Work item:
The word to look for is "cobblestone". Report every line of the entries below that has it.
++++ Records for the exercise ++++
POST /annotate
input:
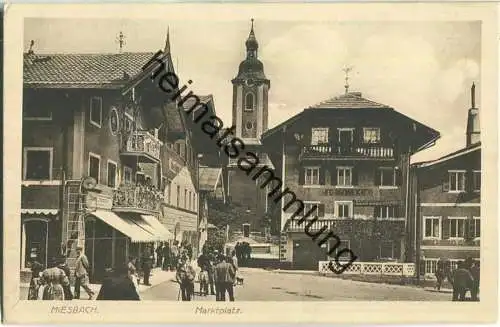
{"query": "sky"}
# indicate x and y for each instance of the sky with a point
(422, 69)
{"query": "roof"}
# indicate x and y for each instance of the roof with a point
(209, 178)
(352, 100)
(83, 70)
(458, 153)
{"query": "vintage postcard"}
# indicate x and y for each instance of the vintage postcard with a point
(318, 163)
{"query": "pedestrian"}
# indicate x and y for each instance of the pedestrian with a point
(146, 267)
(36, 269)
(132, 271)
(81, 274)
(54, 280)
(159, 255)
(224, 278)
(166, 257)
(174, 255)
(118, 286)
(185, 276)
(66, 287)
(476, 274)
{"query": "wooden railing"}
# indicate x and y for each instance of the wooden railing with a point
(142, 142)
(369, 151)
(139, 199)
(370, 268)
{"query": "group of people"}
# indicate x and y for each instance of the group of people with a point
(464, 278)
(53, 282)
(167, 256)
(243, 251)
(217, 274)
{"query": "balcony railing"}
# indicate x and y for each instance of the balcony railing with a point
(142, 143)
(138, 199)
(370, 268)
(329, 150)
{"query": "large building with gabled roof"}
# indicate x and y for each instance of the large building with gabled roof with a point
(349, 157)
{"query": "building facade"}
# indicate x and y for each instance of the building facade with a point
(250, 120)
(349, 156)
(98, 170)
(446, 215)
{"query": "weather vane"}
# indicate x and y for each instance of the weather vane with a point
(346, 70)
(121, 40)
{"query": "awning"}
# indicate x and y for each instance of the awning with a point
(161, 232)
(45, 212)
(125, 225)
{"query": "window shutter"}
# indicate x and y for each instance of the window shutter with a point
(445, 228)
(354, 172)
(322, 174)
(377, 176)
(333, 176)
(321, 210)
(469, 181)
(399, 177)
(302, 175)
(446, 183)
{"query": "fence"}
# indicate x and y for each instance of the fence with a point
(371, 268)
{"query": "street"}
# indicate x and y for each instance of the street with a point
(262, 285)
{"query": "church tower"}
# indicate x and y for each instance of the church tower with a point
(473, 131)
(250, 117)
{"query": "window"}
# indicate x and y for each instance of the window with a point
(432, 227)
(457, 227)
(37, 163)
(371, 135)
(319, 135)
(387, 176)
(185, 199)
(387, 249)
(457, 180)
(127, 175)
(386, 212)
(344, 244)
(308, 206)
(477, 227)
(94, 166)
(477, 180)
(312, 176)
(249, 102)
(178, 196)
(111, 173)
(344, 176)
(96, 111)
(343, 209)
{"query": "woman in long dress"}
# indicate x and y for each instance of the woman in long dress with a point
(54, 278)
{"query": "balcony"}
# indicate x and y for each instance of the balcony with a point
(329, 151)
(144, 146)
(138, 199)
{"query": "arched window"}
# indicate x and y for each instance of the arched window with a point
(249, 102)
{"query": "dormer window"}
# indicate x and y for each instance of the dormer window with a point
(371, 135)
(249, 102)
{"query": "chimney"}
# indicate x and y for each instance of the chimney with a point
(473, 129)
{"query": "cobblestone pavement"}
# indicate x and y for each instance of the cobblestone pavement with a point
++++
++++ Records for the exercise ++++
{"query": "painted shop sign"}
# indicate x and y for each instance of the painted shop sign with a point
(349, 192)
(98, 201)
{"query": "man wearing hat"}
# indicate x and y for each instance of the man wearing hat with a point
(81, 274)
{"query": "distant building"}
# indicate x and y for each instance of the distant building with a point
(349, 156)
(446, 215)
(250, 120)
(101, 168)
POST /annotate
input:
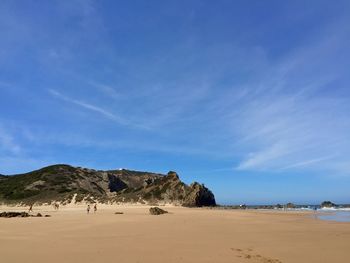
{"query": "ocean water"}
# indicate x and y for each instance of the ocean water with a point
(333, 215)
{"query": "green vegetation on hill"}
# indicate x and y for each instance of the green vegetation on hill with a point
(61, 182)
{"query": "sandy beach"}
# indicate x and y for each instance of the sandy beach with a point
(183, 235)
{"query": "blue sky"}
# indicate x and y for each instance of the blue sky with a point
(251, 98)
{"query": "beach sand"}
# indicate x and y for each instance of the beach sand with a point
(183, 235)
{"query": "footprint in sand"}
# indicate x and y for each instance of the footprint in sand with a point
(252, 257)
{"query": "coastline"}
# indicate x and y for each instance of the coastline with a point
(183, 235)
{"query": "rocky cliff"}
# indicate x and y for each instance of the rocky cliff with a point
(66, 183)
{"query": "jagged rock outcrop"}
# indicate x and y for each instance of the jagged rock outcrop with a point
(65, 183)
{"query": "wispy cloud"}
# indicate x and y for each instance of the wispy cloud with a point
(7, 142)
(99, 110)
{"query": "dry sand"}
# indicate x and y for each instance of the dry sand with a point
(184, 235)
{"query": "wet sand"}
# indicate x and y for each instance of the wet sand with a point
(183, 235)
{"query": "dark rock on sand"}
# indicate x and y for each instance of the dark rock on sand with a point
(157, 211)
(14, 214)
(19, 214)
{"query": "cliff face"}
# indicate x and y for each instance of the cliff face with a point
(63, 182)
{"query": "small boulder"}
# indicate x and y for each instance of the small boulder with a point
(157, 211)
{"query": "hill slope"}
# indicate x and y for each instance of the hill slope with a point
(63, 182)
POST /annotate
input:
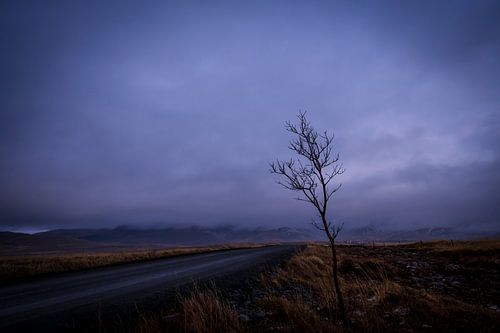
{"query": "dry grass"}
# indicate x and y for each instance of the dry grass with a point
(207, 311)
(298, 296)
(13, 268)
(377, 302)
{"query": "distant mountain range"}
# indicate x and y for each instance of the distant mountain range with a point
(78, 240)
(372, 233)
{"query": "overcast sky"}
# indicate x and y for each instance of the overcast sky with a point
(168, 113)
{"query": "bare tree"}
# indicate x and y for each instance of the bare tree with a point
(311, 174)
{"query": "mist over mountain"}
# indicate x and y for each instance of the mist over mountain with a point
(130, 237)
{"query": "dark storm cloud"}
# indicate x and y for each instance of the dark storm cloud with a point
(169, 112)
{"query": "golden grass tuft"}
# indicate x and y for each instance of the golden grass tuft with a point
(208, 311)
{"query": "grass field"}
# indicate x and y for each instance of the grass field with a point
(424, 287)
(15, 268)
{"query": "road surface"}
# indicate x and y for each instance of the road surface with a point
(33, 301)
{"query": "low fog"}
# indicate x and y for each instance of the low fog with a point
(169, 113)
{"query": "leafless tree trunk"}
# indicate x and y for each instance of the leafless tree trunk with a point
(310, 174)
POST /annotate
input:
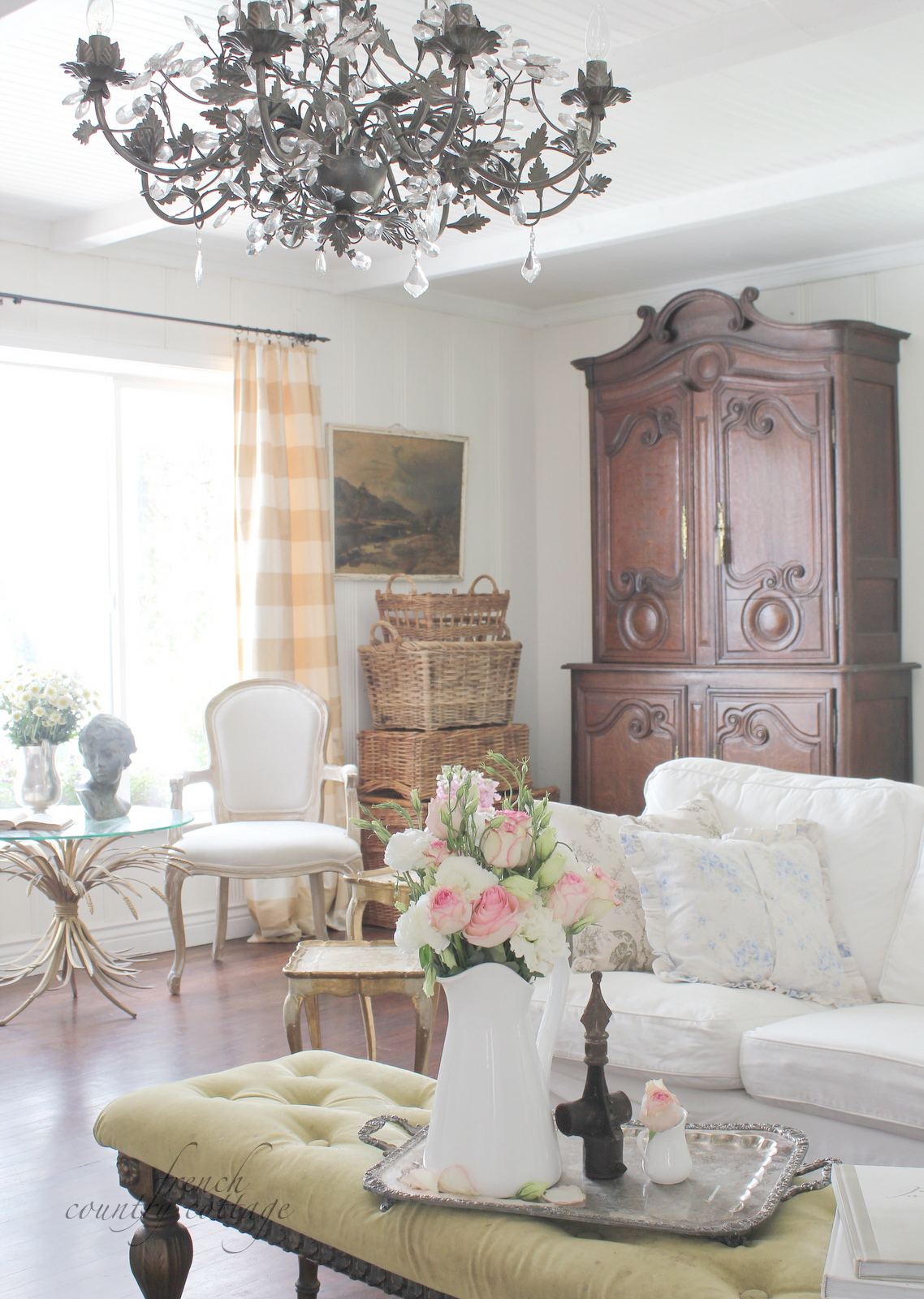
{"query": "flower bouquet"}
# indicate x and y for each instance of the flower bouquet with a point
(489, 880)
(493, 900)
++++
Expected answer:
{"query": "cobblestone pavement"}
# indicate x and y for each instance of the cobblestone pavement with a point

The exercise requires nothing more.